--- EXCERPTED DATA ---
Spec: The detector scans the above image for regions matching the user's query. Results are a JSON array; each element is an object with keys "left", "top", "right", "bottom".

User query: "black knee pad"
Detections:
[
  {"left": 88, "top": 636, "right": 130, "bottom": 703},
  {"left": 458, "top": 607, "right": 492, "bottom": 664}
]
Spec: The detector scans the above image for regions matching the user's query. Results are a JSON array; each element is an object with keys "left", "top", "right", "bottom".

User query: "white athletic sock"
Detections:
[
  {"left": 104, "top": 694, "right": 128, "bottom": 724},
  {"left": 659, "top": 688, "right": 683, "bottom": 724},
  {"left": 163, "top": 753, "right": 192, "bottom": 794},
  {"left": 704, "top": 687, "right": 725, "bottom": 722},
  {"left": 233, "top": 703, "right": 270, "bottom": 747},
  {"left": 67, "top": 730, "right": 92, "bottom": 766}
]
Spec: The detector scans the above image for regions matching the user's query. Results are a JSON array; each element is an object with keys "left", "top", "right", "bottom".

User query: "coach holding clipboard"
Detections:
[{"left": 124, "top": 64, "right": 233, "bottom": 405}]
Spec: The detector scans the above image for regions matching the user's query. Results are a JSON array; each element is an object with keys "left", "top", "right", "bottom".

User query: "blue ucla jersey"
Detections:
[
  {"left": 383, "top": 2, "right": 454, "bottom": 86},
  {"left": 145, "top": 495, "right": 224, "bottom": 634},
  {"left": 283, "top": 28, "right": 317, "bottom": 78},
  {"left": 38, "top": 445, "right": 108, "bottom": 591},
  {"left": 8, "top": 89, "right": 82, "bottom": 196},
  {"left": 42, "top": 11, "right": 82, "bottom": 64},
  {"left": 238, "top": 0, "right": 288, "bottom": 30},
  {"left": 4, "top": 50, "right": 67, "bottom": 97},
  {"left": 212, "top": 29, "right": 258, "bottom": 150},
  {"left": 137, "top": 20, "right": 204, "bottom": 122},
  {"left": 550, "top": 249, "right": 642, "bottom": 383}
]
---
Write out every line of the records above again, requests included, and shift each box coordinate in the answers (every left, top, right and bottom value) up by 62.

Spec: The detector scans the above image for regions matching the user's query. Results are a JSON array; each element is an object with keys "left", "top", "right", "bottom".

User query: "black knee pad"
Detections:
[
  {"left": 150, "top": 698, "right": 192, "bottom": 765},
  {"left": 520, "top": 669, "right": 554, "bottom": 726}
]
Spec: The detector scans the above image for regions matching the user's query. Results are a JSON array; each element is an object with keys "left", "top", "right", "bottom".

User query: "white athletic sock"
Detections:
[
  {"left": 166, "top": 756, "right": 190, "bottom": 786},
  {"left": 721, "top": 750, "right": 745, "bottom": 786},
  {"left": 225, "top": 815, "right": 254, "bottom": 856},
  {"left": 766, "top": 749, "right": 787, "bottom": 784},
  {"left": 295, "top": 765, "right": 332, "bottom": 809},
  {"left": 129, "top": 792, "right": 154, "bottom": 828}
]
Spec: The detector scans the above image for regions matching the user's query. Results are a JSON array; each element is an object with keys "left", "top", "right", "bottom".

User query: "coach holding clipboard"
Detections:
[{"left": 186, "top": 126, "right": 295, "bottom": 467}]
Spec: The detector scans the above image for regions matching the user's query. Results are a JSON array; each element is an object with keys "left", "top", "right", "bottom".

User query: "blue ucla jersey"
Detections:
[
  {"left": 445, "top": 64, "right": 516, "bottom": 148},
  {"left": 207, "top": 557, "right": 286, "bottom": 696},
  {"left": 345, "top": 90, "right": 379, "bottom": 140},
  {"left": 100, "top": 507, "right": 170, "bottom": 653},
  {"left": 70, "top": 151, "right": 144, "bottom": 258},
  {"left": 104, "top": 73, "right": 144, "bottom": 126},
  {"left": 300, "top": 62, "right": 350, "bottom": 92},
  {"left": 66, "top": 112, "right": 129, "bottom": 159},
  {"left": 274, "top": 91, "right": 320, "bottom": 212},
  {"left": 199, "top": 82, "right": 266, "bottom": 184},
  {"left": 612, "top": 311, "right": 704, "bottom": 445}
]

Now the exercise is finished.